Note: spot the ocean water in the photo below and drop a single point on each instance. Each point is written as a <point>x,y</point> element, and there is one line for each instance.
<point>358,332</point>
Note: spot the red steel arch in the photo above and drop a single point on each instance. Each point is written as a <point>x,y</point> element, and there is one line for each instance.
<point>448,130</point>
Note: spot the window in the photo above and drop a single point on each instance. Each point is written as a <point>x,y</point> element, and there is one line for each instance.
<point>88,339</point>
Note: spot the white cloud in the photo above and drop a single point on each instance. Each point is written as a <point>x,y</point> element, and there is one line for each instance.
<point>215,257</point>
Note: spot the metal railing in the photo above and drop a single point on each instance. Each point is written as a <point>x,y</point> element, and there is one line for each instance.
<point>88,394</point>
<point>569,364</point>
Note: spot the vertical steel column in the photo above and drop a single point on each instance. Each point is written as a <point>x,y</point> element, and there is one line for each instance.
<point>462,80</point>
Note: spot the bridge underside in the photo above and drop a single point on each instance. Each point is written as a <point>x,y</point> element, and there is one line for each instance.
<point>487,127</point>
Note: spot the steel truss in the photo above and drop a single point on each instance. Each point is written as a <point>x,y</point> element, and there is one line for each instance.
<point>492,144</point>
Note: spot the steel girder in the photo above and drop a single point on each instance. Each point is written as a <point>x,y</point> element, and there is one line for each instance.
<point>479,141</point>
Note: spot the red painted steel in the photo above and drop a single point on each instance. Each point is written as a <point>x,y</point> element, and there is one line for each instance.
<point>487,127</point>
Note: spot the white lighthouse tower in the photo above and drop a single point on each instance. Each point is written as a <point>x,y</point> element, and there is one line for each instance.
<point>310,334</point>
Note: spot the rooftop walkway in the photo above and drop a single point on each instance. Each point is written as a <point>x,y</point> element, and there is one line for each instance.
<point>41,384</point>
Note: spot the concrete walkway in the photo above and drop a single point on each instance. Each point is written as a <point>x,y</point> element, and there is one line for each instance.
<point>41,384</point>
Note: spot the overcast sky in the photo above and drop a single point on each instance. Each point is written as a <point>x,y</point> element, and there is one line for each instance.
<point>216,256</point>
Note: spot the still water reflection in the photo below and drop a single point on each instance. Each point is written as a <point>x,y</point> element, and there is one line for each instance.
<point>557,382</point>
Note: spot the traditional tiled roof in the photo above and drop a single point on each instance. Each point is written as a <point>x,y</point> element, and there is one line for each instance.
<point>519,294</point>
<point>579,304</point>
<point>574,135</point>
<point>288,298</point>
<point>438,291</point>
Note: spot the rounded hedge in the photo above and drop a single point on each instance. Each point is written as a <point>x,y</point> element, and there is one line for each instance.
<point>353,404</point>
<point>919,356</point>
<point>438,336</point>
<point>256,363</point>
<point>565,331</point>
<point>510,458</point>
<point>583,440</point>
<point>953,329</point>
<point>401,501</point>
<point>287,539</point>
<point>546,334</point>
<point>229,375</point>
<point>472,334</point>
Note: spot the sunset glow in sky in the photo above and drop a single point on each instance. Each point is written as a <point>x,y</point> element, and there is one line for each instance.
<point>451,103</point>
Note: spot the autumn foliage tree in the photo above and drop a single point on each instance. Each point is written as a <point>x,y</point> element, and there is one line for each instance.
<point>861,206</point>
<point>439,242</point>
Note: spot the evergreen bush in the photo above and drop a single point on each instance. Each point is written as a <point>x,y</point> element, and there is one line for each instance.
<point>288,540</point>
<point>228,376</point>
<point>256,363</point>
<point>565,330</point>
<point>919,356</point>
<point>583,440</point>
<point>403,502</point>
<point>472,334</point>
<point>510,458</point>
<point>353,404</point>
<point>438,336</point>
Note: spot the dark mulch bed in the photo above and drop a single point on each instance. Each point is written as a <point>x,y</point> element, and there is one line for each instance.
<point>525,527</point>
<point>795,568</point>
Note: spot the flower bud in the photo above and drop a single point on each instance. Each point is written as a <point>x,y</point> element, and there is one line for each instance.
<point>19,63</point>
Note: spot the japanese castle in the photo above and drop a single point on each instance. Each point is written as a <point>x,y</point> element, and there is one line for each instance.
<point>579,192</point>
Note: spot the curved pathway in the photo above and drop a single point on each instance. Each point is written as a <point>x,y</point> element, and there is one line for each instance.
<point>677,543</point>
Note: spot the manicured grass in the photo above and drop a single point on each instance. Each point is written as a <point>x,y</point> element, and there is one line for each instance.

━━━━━━━━

Your task is to repeat the data exactly; please include every line.

Note: spot the ocean water in the photo below and drop a single point on each instance. Each point is written as a <point>x,y</point> element, and there is one line for each instance.
<point>358,332</point>
Note: spot the red steel arch in the photo above and drop a single point on each instance. Each point is written as a <point>x,y</point> element, and there is one line for each instance.
<point>448,130</point>
Note: spot the window in the photo above and drop a single point on each instance. Each point is written as a <point>x,y</point> element, and there is one line for each instance.
<point>88,339</point>
Note: spot the white cloud in the photo above and drop a single point on each instance. Each point is written as a <point>x,y</point> element, and there is one line for each instance.
<point>215,257</point>
Note: spot the metal railing in the photo above and drop a single point on each instance. Each point is written as a <point>x,y</point> element, and there is one line for each instance.
<point>88,394</point>
<point>569,364</point>
Note: spot the vertical steel column in the photo above and drop a single point on each instance. Each point is written as a <point>x,y</point> element, and there is one line for each instance.
<point>462,80</point>
Note: spot the bridge underside in the photo above and drop a single point on each instance. Each point is written as a <point>x,y</point> element, and there is one line for each instance.
<point>487,127</point>
Note: spot the steel truss in the photo above and drop a single point on each instance. Each point is written as a <point>x,y</point> element, and there is one line for each instance.
<point>492,144</point>
Note: spot the steel girder in the photo above and drop a single point on each instance. Each point is written as a <point>x,y</point> element, and there is one line for each instance.
<point>479,141</point>
Note: spot the red painted steel in the photo above and drop a single point on each instance. Each point is written as a <point>x,y</point> element, and there is one line for each instance.
<point>487,127</point>
Note: spot the white lighthouse tower in the photo above and drop a single point on each instance. Each point is written as a <point>x,y</point> element, and there is one line for each instance.
<point>310,334</point>
Note: spot the rooftop walkway in the photo above and drop a single point on each instance. Each point is written as a <point>x,y</point> element, and there is one line for each instance.
<point>41,384</point>
Note: spot the concrete walkway in the photo above and drop a single point on each instance. Each point is written as a <point>x,y</point> element, and there is one line for each instance.
<point>41,384</point>
Note: spot the overcast sky in the photo above and drop a single point on each instance. Each point is written as a <point>x,y</point> element, and there is one line for each instance.
<point>216,256</point>
Note: spot the still water reflection in the photo below and drop a single point on each instance. Each point is written as a <point>x,y</point> element, and there is one line for each instance.
<point>557,382</point>
Note: spot the traditional tiled roof in the photo above and drop a single point on each instance. Each point is written as a <point>x,y</point> element, and there is one line for each instance.
<point>519,294</point>
<point>579,304</point>
<point>574,135</point>
<point>288,298</point>
<point>438,291</point>
Note: spot the rounded hedge in the photo above and drop a single point on each instance. Each point is written as a <point>x,y</point> element, and there is one line for each instance.
<point>353,404</point>
<point>919,356</point>
<point>438,336</point>
<point>256,363</point>
<point>565,331</point>
<point>510,458</point>
<point>583,440</point>
<point>953,329</point>
<point>401,501</point>
<point>287,539</point>
<point>546,334</point>
<point>229,375</point>
<point>472,334</point>
Note: spot the sunset glow in sky in the photo above and drop a single point on each instance. Each point is written as a <point>x,y</point> element, and there is one line for each instance.
<point>451,103</point>
Note: spot the autumn foliage tree in the photo above and drop a single point on each instance. Each point is written as a <point>x,y</point> element, and there is one line for each instance.
<point>861,206</point>
<point>439,242</point>
Note: spot the evergreen bush in the photo above and drop a single point on each instance. Each point is written as a <point>x,y</point> element, and there is one line for each instance.
<point>288,540</point>
<point>228,376</point>
<point>256,363</point>
<point>565,330</point>
<point>919,356</point>
<point>583,440</point>
<point>403,502</point>
<point>472,334</point>
<point>510,458</point>
<point>353,404</point>
<point>438,336</point>
Note: spot the dark mulch bed in the photo above and drop a single point on each instance. Each point is written as a <point>x,y</point> element, and there is one line for each instance.
<point>525,527</point>
<point>795,568</point>
Note: spot the flower bud in the photo above and drop a single point on each instance. Each point is written as a <point>x,y</point> element, and there is one line for each instance.
<point>19,63</point>
Note: spot the japanese castle in the photo above and drop a single point on each instance. Each point is written as a <point>x,y</point> element, and there is one line for each instance.
<point>579,192</point>
Note: spot the curved pathway in the photo above and drop a single point on each instance. Each point is written as a <point>x,y</point> element, and there is one line for each instance.
<point>677,543</point>
Note: spot the manicured grass in the photo above and drop a single point on each instance. Each point is written as a <point>x,y</point> element, and there is one line for each instance.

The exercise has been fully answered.